## Task directions
Find every line in the entries below that contains the word "jacket", matching case exactly, and copy each of those lines.

## Data supplied
------------------------------------------------------------
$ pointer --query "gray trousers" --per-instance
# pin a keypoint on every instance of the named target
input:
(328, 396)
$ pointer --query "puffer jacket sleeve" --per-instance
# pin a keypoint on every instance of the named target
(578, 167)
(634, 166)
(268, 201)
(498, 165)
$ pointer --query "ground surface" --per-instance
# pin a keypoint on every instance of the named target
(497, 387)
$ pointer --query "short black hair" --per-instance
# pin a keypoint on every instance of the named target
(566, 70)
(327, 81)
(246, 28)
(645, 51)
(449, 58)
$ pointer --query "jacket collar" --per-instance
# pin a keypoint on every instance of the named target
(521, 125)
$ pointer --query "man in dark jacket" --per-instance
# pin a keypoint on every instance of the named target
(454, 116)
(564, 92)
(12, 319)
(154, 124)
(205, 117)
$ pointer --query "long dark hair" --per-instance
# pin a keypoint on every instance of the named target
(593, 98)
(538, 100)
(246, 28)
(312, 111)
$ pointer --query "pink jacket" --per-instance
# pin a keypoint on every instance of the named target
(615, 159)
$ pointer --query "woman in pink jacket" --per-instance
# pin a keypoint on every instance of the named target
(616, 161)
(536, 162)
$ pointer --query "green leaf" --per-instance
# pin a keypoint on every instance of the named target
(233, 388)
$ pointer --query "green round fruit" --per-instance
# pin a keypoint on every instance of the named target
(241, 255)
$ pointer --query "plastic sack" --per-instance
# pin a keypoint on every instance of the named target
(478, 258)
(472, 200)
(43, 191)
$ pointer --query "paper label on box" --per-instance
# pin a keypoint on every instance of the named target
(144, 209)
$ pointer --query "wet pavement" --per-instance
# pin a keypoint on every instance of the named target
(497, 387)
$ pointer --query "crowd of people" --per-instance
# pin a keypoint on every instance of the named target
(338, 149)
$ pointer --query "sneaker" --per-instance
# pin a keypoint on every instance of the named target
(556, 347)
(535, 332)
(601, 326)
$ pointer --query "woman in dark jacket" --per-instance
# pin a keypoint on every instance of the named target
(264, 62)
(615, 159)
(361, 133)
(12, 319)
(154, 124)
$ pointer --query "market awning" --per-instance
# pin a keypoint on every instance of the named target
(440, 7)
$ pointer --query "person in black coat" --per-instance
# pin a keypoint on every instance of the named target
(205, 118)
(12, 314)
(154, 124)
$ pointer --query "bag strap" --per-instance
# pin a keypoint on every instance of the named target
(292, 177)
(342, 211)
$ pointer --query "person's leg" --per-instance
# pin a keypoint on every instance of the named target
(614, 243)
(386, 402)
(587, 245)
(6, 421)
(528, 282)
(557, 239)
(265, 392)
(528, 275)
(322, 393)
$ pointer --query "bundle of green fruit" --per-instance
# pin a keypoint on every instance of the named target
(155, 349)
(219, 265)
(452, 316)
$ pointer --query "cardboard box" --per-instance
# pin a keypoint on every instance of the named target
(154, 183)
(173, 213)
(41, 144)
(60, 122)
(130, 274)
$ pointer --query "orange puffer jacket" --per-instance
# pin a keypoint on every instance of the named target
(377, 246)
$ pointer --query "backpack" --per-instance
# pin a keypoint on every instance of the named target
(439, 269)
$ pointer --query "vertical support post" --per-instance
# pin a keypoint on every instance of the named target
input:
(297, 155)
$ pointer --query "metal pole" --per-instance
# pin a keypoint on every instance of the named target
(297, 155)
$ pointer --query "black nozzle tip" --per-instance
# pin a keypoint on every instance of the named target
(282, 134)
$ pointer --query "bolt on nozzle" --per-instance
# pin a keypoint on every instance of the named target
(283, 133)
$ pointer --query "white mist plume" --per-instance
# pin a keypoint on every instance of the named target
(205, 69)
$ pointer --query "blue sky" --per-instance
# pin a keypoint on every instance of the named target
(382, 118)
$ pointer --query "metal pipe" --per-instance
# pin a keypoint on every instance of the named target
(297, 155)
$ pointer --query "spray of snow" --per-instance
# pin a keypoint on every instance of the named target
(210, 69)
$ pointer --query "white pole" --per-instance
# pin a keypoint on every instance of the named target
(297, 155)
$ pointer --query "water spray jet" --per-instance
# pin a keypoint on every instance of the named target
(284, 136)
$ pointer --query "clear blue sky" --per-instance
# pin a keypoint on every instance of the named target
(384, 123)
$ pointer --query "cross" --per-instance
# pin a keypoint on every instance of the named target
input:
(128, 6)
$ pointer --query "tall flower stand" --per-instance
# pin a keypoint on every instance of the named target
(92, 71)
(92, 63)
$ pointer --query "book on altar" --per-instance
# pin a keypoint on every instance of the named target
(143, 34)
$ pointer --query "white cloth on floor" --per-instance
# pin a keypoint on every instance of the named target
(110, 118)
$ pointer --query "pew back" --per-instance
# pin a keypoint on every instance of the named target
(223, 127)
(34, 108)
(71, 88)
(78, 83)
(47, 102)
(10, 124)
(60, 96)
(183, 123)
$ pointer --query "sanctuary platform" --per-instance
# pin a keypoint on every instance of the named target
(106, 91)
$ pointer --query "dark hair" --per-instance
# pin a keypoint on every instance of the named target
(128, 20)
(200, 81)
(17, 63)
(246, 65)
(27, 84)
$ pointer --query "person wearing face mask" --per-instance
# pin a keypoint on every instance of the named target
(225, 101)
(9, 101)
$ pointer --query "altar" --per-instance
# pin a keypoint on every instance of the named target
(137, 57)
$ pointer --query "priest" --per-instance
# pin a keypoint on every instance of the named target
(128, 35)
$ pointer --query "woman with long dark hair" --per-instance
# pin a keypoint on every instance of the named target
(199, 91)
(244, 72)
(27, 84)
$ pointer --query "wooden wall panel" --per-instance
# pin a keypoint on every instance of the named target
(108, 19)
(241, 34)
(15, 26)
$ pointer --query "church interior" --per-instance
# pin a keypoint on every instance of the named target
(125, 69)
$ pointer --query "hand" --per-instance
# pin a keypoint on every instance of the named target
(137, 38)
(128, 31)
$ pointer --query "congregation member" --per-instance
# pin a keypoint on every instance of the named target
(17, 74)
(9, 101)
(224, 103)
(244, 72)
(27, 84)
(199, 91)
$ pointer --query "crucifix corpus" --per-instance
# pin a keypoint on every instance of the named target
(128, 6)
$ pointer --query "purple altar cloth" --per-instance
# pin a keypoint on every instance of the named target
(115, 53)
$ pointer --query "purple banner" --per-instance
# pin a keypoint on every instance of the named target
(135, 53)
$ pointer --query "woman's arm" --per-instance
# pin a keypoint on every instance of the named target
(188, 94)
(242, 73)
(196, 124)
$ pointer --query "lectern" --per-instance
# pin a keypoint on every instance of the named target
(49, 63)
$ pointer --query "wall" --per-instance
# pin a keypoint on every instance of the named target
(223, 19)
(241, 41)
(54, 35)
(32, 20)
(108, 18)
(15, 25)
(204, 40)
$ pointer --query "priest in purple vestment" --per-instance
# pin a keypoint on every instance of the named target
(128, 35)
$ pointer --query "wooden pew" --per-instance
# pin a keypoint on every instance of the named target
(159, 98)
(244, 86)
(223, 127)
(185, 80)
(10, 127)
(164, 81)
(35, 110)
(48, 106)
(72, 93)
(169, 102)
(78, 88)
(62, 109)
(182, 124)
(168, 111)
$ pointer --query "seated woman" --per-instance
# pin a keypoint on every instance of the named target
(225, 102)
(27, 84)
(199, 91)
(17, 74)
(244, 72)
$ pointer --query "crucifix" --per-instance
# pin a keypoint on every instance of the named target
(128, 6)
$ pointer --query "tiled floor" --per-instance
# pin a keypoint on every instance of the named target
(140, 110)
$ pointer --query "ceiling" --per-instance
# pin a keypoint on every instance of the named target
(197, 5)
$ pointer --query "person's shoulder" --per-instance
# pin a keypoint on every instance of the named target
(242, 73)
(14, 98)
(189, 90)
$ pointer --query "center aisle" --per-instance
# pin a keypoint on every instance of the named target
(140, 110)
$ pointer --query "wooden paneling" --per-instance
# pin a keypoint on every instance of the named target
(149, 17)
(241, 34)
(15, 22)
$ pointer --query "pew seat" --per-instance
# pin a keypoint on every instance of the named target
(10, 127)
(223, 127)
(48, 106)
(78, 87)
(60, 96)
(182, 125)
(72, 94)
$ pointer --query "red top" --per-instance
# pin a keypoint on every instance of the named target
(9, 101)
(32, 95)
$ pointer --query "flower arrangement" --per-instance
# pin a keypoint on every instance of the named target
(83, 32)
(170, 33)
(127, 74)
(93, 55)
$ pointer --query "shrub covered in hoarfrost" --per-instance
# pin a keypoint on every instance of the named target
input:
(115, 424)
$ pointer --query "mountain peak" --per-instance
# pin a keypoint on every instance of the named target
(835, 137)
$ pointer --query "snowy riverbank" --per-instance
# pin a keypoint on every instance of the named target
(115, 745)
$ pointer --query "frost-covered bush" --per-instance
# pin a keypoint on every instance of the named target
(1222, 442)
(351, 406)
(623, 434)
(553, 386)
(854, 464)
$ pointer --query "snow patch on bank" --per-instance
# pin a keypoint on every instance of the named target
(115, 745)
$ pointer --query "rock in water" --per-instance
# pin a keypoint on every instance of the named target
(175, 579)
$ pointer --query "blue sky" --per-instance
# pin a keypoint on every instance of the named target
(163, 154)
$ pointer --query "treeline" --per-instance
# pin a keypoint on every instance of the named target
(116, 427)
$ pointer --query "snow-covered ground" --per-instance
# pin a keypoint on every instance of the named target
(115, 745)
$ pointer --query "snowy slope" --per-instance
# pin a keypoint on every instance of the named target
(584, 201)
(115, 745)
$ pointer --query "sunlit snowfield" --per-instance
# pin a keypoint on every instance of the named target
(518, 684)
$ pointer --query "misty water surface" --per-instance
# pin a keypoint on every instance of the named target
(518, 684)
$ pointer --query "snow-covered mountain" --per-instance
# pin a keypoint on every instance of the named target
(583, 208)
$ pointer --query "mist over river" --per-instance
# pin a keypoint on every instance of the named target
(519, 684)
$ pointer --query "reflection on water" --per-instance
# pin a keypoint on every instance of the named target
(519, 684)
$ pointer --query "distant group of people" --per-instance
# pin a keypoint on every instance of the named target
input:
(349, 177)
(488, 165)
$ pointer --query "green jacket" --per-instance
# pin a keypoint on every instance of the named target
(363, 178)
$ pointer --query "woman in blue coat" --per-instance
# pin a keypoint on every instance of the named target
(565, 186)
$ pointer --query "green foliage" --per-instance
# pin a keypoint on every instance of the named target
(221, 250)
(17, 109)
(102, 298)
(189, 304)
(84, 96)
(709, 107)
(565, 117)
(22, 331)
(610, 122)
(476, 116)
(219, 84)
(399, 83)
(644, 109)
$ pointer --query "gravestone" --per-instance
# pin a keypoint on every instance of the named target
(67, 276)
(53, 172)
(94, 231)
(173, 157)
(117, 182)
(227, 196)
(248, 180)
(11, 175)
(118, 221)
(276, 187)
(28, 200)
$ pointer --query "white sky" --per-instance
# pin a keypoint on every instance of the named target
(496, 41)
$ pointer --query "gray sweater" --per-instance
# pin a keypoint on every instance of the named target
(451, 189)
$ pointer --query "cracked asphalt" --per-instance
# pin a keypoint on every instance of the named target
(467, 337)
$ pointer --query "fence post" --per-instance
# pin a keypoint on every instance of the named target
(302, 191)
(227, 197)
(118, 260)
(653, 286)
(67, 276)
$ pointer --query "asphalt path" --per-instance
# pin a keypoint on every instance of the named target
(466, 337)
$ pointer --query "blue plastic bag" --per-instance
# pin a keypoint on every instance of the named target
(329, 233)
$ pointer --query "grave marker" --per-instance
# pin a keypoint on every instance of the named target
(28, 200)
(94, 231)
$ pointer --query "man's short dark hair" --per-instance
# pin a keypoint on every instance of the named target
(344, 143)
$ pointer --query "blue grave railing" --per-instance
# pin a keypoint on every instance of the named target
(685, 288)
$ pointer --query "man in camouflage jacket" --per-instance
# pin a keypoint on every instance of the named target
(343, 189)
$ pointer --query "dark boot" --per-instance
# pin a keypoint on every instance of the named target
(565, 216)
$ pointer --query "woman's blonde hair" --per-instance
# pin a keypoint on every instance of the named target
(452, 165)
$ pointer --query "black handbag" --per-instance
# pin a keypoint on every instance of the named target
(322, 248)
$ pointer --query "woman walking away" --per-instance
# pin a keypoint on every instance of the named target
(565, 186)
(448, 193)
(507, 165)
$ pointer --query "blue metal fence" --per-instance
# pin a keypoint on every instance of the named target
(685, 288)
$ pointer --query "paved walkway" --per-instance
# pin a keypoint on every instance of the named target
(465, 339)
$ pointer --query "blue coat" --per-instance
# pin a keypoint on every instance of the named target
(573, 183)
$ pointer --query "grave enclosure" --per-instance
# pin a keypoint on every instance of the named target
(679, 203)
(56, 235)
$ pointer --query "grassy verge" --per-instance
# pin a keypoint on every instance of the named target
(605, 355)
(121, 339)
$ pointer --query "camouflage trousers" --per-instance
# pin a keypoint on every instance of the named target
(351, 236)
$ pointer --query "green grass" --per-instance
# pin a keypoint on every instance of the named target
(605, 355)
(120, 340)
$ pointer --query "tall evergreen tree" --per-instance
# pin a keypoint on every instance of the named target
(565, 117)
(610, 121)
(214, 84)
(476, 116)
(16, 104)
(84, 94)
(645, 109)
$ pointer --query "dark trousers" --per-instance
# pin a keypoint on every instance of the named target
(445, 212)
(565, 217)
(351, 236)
------------------------------------------------------------
## Exercise answer
$ pointer --query "puffer jacket sleeve" --per-instance
$ pointer --query "jacket collar" --per-instance
$ pointer --query "man in dark jacket" --per-instance
$ pointer --query "pink jacket" --per-instance
$ pointer --query "woman in pink jacket" --per-instance
$ pointer --query "woman in dark jacket" --per-instance
$ pointer --query "orange puffer jacket" --per-instance
$ pointer --query "green jacket" --per-instance
$ pointer --query "man in camouflage jacket" --per-instance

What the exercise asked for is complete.